Manual Reference Pages  -  WARTS (5)

NAME

warts - format for scamper’s warts storage.

CONTENTS

Description
Warts Object Header
Flags And Parameters
Addresses
Embedding Other Types
List Structure
Cycle Structure
Traceroute Structure
See Also
Authors

DESCRIPTION

This document describes the warts binary file format used by scamper(1). A warts file consists of a set of records, each of which begin with an 8 byte object header.

WARTS OBJECT HEADER

The header consists of a 2-byte magic number (0x1205), a 2-byte type value, and a 4-byte length value defining the size of the object that follows. All 16-bit and 32-bit numbers are written in network byte order. The currently defined types, and the types of scamper(1) object they map to, are as follows:
0x0001: List (scamper_list_t)
0x0002: Cycle start (scamper_cycle_t)
0x0003: Cycle definition (scamper_cycle_t)

§ **Information given**:
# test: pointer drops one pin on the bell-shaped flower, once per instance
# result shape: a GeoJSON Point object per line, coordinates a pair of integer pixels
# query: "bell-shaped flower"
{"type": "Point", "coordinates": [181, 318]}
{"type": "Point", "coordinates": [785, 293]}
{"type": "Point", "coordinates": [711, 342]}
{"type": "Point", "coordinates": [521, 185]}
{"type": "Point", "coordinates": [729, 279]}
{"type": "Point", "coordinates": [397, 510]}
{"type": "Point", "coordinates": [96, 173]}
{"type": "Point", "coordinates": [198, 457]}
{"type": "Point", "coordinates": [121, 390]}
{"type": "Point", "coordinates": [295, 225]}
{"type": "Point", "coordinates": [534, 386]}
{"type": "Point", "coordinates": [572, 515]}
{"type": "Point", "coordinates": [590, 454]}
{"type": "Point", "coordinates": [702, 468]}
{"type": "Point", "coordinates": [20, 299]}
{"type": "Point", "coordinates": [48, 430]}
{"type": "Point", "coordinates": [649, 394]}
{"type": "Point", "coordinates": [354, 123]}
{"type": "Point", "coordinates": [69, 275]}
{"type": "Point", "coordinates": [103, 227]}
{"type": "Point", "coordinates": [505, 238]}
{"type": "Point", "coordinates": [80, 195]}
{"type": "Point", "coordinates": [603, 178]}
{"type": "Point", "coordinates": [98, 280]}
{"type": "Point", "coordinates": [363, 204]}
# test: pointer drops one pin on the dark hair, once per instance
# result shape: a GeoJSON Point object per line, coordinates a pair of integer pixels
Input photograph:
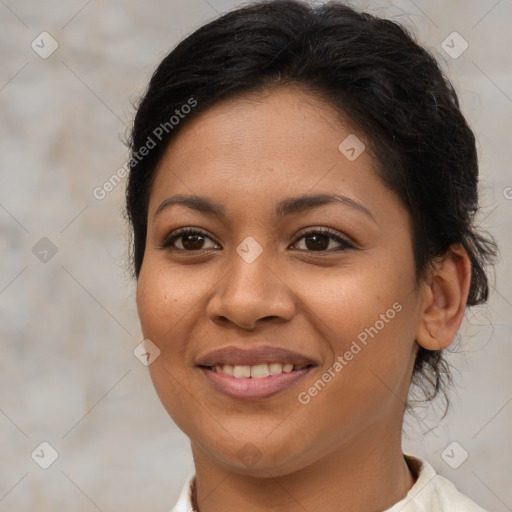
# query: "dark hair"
{"type": "Point", "coordinates": [371, 72]}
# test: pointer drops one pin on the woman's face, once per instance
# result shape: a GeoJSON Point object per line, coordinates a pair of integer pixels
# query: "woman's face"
{"type": "Point", "coordinates": [260, 284]}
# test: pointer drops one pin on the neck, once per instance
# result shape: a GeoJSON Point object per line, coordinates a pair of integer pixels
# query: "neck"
{"type": "Point", "coordinates": [369, 475]}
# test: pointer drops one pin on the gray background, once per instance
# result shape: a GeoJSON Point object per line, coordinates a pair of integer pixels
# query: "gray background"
{"type": "Point", "coordinates": [68, 325]}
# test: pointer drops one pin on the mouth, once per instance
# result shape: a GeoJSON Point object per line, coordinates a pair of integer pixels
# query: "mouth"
{"type": "Point", "coordinates": [257, 371]}
{"type": "Point", "coordinates": [254, 374]}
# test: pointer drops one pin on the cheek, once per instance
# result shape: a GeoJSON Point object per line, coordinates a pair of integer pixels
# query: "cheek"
{"type": "Point", "coordinates": [165, 296]}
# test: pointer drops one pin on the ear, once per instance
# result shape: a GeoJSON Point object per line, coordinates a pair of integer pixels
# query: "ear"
{"type": "Point", "coordinates": [444, 299]}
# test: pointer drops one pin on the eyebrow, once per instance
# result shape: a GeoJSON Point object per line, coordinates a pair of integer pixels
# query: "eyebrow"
{"type": "Point", "coordinates": [284, 208]}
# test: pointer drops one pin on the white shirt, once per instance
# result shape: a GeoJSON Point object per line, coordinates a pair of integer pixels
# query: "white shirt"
{"type": "Point", "coordinates": [430, 493]}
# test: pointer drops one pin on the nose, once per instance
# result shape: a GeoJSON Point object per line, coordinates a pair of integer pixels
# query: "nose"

§ **Problem**: Translate this sentence from the warts format reference page into Spanish: "All 16-bit and 32-bit numbers are written in network byte order."

§ **Response to this exercise**: Todos los números de 16 bits y de 32 bits se escriben en orden de bytes de red.